_PAGE TEXT_.
══════

In Part 1 of this article I explained how we can obtain sleep data from Fitbit, load it into Python and preprocess the data to be ready for further analysis. In this part I will explain how and why we split the data into training, validation and test set, how we can select features for our Machine Learning models and then train three different models: Multiple Linear Regression, Random Forest Regressor and Extreme Gradient Boosting Regressor. I will briefly explain how these models work and define performance measures to compare their performance. Let’s get started.
Separating the data into training, validation and test set
Before we do any further analysis using our data we need to split the entire data set into three different subsets: training set, validation set and test set. The following image displays this process well:

The test set is also referred to as hold-out set and once we split it from the remaining data we do not touch it again until we have trained and tweaked our Machine Learning models to a point where we think they will perform well on data that they have never seen before.
We split the remaining data into a training and a validation set. This allows us to train our models on the training data and then evaluate their performance on the validation data. In theory, we can then go and tweak our models and evaluate them on the validation data again and thereby find ways to improve model performance. This process often leads to overfitting, meaning that we focus too much on training our model in a way that it performs well on the validation set but it performs poorly when used on a data set that it has never seen before (such as the test set).
In part 3 of this article I explain how we can reduce overfitting while making sure that the models still perform well. For now, we will follow the above approach of a simple split of the data set into training, validation and test set.
I want to split the data in a way that the training set is made up of 60% of the total data set and the validation and test set are both made up of 20%. This code achieves the correct percentage splits:
In the first test split the test_size parameter is set to 0.2, which splits the data into 80% training data and 20% test data. In order to split the 80% training data into training and validation data and ensuring that the validation data is 20% of the size of the original data set the test_size parameter needs to be 0.25 (20% is one quarter, or 0.25, of 80%).
Before moving on I want to emphasise one important thing here. It is crucial to split the data before performing any further transformations such as scaling the data because we want to prevent any information about the test set to spill over into our training and validation set. Data scaling is often done using statistics about the data set as a whole, such as mean and standard deviation. Because we want to be able to measure how well our Machine Learning models perform on data they have never seen before we have to make sure that no information from the test data impacts how the scaling or any other transformation is done.
Scaling features, defining performance metrics and a baseline
Although for the Machine Learning models in this project feature scaling is not required, it is considered best practice to scale features when comparing different models and their performance.
In this code, I use MinMaxScaler, which I fit on the training data and then use to scale the training, validation and test data:
Performance measures
Next, let’s define some performance measures that we can use to evaluate our models and compare them. Because Sleep Scores are a continuous variable (although only integer Sleep Scores are possible) the problem at hand is a regression problem. For regression problems there are many different measures of performance and in this analysis I will use Mean Absolute Error, Mean Squared Error and R-Squared. Additionally, I compute an accuracy of the predictions of the models.
Accuracy is typically used as a performance measure in classification problems and not regression problems because it refers to the proportion of correct predictions that the model makes. The ways I use accuracy for the regression models in this analysis is different. Accuracy for the regression models is a measure of how far off (in percentage terms) the predicted Sleep Score will be from the actual Sleep Score, on average. For example, if the actual sleep score is 80 and the model has an accuracy of 96%, meaning that on average it is 4% off, the model is expected to make a prediction for the sleep score in the range of 76.8 (80 – (80 x 0.04)) to 83.2 (80 + (80 x 0.04)).

══════

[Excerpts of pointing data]
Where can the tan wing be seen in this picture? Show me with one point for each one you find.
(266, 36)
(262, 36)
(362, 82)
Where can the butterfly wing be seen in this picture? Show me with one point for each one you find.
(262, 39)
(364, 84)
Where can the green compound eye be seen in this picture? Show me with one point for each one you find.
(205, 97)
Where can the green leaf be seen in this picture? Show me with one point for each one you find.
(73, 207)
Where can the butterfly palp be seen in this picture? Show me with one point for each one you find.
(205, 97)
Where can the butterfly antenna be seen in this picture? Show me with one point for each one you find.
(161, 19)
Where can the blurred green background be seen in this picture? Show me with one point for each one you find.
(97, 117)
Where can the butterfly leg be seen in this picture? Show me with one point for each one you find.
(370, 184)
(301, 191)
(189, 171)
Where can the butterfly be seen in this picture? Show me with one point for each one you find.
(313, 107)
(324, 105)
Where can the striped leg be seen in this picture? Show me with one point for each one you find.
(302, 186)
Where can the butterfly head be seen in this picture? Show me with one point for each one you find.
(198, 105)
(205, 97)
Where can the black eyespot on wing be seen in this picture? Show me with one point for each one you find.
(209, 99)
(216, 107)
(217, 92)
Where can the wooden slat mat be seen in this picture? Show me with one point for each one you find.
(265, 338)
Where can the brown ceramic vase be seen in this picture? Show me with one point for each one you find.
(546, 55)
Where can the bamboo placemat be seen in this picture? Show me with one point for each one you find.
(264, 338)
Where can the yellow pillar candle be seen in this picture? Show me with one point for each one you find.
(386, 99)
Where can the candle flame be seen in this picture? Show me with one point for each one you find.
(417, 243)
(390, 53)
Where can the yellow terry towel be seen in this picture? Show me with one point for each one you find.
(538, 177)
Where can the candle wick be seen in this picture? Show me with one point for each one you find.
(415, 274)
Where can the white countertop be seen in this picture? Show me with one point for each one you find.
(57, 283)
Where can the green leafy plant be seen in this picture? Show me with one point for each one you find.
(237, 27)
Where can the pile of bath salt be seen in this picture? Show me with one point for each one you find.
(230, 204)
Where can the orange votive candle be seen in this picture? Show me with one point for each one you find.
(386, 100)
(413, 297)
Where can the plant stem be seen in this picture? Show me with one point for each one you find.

══════

_PROBLEMS TO WORK ON_.
**a)** In the Fitbit sleep article, which scaler is fit on the training data and then used to scale all three sets?
**b)** Write a continuation of the Fitbit sleep article, starting right after its last sentence.
This data stands apart from the article on Fitbit sleep data.

_TASK-BY-TASK ANSWERS_.
**a)** MinMaxScaler

**b)**
Here is the function that evaluates a model’s performance that takes as inputs the model at hand, the test features and the test labels:
But how do we know what scores are good or bad for these different measures. For example, is an accuracy of 90% good or bad? What about R-squared? In order to have a reference point we will first come up with a baseline model that we can compare all later models and their performance to.
Baseline performance
In order to evaluate the Machine Learning models we are about to build we want to have a baseline that we can compare their performance to. Generally, a baseline is a simplistic approach that generates predictions based on a simple rule. For our analysis, the baseline model always predicts the median Sleep Score of the training set. If our Machine Learning model is not able to outperform this simple baseline it would be rather useless.
Let’s see what the performance of the baseline looks like:

While the accuracy may seem decent, looking at the other performance measures tells a very different story. The R-squared is negative, which is a strong indication of extremely poor model performance.
Now that we have split our data into different sub sets, have scaled the features, defined performance metrics and have come up with a baseline model we are almost ready to start training and evaluating our Machine Learning models. Before we move on to our models let’s first select the features that we want to use in those models.
Feature Selection using Lasso Regression
There are two questions that you might have after reading that heading: Why do we need to select features and what the hell is Lasso Regression?
Feature Selection
There are multiple reasons for selecting only a subset of the available features.
Firstly, feature selection enables the Machine Learning algorithm to train faster because it is using less data. Secondly, it reduces model complexity and makes it easier to interpret the model. In our case this will be important because apart from predicting Sleep Scores accurately we also want to be able to understand how the different features impact the Sleep Score. Thirdly, feature selection can reduce overfitting and thereby improve the prediction performance of the model.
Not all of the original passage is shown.